> **Written problem**
Pull out every line in the items below that contains the word "dark", copying each line in full.

— Begin —

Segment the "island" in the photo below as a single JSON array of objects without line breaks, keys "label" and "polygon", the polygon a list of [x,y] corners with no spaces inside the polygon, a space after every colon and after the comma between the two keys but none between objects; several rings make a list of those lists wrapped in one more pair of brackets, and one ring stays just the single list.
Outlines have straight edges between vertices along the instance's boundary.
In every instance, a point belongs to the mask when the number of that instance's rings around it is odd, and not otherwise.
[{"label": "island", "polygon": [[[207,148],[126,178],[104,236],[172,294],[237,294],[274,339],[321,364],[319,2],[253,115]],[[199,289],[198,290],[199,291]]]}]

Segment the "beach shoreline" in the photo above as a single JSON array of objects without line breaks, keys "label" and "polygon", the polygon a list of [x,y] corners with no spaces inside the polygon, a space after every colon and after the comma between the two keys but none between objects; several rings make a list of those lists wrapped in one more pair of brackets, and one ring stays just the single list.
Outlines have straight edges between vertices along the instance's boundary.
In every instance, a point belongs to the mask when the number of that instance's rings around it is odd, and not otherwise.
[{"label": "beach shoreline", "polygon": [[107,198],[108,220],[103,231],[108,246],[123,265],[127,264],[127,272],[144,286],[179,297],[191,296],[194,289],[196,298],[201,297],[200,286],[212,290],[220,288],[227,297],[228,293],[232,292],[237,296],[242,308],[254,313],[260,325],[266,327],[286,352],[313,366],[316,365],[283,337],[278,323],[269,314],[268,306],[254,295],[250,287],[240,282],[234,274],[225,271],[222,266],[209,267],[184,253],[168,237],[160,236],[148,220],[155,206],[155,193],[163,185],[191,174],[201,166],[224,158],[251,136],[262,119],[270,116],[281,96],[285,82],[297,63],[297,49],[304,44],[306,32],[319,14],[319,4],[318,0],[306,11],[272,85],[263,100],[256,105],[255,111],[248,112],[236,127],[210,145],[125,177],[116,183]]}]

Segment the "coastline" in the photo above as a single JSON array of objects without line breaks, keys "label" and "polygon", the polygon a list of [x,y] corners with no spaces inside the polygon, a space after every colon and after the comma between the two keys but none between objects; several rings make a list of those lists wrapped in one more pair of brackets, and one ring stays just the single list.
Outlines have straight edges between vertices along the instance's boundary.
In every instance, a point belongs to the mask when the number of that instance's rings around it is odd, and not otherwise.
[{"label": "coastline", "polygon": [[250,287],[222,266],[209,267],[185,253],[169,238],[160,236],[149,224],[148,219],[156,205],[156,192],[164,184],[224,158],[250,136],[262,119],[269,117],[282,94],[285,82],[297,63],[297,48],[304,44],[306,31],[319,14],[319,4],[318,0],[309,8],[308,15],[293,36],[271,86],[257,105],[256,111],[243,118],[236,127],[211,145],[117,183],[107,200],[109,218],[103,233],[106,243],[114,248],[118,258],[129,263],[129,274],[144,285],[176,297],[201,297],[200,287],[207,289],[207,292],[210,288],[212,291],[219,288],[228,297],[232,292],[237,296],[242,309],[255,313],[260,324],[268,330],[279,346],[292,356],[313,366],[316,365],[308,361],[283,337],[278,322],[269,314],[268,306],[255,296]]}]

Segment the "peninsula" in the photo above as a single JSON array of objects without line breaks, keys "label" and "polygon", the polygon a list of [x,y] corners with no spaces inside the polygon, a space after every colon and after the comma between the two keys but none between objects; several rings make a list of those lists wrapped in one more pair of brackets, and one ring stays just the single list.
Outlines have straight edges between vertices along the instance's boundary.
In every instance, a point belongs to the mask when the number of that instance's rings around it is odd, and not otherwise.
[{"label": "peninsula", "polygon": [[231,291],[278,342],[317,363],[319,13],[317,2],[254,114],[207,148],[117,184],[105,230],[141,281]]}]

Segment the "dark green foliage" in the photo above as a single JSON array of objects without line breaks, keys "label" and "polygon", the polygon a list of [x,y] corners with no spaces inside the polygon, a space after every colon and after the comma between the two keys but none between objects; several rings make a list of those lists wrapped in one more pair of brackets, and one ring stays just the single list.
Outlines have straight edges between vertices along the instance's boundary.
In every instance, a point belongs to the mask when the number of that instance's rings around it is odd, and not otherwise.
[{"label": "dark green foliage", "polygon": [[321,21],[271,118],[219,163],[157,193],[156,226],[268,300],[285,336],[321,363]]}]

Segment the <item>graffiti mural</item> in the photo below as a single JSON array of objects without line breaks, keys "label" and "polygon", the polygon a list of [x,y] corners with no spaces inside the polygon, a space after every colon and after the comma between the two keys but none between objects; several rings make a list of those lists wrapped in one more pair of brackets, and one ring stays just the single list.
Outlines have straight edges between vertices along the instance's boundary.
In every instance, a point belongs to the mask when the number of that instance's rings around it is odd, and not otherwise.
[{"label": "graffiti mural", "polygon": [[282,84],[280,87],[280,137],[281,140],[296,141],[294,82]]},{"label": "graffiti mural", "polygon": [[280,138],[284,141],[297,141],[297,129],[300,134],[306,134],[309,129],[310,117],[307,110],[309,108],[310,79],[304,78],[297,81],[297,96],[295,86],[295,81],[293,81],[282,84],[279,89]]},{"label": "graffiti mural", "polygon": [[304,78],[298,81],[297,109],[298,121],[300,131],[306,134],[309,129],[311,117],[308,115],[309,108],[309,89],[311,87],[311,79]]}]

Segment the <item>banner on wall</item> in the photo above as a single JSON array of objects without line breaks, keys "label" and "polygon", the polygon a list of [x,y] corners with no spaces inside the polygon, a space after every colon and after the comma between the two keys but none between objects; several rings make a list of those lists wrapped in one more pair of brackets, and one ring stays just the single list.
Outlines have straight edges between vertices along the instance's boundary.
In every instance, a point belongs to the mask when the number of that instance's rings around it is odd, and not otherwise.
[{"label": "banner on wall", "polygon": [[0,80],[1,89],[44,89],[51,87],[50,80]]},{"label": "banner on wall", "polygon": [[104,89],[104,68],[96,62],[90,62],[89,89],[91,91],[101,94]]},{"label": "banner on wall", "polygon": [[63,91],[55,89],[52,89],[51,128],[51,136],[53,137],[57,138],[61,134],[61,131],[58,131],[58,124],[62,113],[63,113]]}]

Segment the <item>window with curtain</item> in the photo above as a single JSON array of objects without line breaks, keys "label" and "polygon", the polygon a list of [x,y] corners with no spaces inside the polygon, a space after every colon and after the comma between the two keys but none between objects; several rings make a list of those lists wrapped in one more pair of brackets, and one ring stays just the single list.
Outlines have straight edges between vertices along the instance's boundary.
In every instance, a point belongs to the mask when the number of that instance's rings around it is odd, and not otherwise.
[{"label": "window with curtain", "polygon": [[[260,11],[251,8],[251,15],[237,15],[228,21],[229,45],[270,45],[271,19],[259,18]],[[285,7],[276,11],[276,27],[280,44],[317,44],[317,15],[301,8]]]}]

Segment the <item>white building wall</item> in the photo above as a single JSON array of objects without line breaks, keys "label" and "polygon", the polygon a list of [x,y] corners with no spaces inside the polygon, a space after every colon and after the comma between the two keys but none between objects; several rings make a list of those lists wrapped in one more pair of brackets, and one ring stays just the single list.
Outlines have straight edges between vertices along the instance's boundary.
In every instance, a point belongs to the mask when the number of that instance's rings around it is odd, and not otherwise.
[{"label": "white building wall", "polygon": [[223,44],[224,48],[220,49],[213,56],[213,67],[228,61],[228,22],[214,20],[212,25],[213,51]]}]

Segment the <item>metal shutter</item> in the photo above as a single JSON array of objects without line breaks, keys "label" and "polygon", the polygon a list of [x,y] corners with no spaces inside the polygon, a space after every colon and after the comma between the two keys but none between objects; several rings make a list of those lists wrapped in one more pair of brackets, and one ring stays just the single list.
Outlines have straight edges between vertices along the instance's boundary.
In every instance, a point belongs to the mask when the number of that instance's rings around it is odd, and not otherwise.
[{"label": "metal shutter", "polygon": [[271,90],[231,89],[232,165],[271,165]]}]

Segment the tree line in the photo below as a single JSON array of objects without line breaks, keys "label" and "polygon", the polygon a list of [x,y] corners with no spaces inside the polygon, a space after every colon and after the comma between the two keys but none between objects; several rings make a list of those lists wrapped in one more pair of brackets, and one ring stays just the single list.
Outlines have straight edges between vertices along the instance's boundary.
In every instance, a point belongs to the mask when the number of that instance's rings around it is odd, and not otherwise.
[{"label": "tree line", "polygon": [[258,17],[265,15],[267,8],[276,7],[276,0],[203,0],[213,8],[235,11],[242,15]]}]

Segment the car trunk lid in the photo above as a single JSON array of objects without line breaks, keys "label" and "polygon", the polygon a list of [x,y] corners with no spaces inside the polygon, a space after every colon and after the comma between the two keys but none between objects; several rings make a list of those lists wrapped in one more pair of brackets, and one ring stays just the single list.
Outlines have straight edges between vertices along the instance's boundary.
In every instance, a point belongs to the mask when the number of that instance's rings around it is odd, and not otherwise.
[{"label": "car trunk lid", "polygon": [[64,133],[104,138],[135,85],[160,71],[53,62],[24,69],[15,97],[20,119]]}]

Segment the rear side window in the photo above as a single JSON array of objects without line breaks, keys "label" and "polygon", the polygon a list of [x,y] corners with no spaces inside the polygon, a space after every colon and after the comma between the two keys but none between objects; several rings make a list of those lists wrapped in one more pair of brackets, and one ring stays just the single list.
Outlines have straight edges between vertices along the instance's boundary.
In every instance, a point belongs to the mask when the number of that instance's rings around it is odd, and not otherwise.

— End —

> **Result of the exercise**
Segment the "dark green foliage" in the photo above as a single JSON array of objects without line breaks, keys "label" and "polygon", the polygon a list of [x,y] corners with no spaces inside the polygon, a space after every colon and after the comma between the two keys but none between objects; several rings make a list of those lists wrapped in one more pair of brackets, and one ring stays just the single list.
[{"label": "dark green foliage", "polygon": [[321,21],[271,118],[219,163],[157,193],[156,226],[268,300],[285,336],[321,363]]}]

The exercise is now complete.